__What you have to do__:
Extract every line in the records below that contains the word "along".

__Entries supplied__:
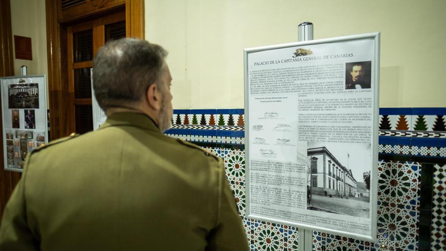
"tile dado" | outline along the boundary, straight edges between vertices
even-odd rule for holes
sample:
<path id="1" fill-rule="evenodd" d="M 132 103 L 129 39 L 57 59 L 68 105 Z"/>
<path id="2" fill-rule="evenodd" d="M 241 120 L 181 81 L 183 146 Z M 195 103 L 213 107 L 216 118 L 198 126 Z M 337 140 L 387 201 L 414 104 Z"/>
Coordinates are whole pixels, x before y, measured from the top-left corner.
<path id="1" fill-rule="evenodd" d="M 250 249 L 298 250 L 296 228 L 246 218 L 243 109 L 174 110 L 172 122 L 167 135 L 195 143 L 223 159 Z M 420 221 L 426 220 L 420 219 L 423 164 L 412 158 L 444 163 L 446 108 L 381 109 L 379 126 L 378 241 L 315 231 L 313 250 L 419 250 Z M 392 160 L 392 156 L 399 159 Z M 444 250 L 446 165 L 436 164 L 434 169 L 429 242 L 432 250 Z"/>

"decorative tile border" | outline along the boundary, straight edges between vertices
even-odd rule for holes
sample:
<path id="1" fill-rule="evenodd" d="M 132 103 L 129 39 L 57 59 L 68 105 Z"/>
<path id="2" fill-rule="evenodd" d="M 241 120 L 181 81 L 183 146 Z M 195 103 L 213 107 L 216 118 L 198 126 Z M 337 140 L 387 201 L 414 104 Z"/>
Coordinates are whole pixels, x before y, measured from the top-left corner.
<path id="1" fill-rule="evenodd" d="M 380 154 L 446 158 L 446 108 L 381 109 L 380 112 Z M 174 110 L 172 128 L 166 134 L 197 144 L 224 159 L 251 250 L 296 250 L 295 228 L 245 218 L 243 114 L 243 109 Z M 243 124 L 237 124 L 236 120 Z M 378 241 L 314 232 L 313 250 L 418 250 L 421 166 L 413 162 L 380 161 L 379 167 Z M 446 246 L 446 196 L 441 193 L 446 190 L 442 181 L 446 166 L 435 168 L 434 189 L 437 189 L 435 193 L 438 198 L 433 200 L 432 226 L 436 227 L 432 229 L 431 240 L 436 250 Z"/>
<path id="2" fill-rule="evenodd" d="M 379 128 L 446 132 L 446 108 L 380 108 Z"/>
<path id="3" fill-rule="evenodd" d="M 446 250 L 446 165 L 434 166 L 431 249 Z"/>
<path id="4" fill-rule="evenodd" d="M 174 110 L 173 125 L 243 126 L 244 109 Z"/>

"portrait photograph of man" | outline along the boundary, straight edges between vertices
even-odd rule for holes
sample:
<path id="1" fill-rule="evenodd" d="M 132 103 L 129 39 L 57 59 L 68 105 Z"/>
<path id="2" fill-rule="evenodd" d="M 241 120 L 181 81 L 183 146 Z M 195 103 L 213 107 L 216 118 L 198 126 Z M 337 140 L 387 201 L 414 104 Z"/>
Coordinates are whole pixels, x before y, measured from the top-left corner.
<path id="1" fill-rule="evenodd" d="M 371 61 L 353 62 L 345 65 L 345 89 L 371 88 Z"/>
<path id="2" fill-rule="evenodd" d="M 35 129 L 35 117 L 34 110 L 25 110 L 25 128 Z"/>

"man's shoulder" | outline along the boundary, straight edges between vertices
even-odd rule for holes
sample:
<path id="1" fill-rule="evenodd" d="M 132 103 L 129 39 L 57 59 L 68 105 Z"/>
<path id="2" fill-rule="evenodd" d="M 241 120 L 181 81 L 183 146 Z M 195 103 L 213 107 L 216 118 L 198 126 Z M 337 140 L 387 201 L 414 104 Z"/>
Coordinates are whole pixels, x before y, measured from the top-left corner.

__Answer to this task__:
"tile dado" | outline along the boundary, straight edges between vertices
"decorative tile border" | outline along the boundary, straight edges between vertices
"portrait photograph of man" | outline along the boundary, straight edges between vertices
"man's shoulder" | outline along the boundary, straight edges between vertices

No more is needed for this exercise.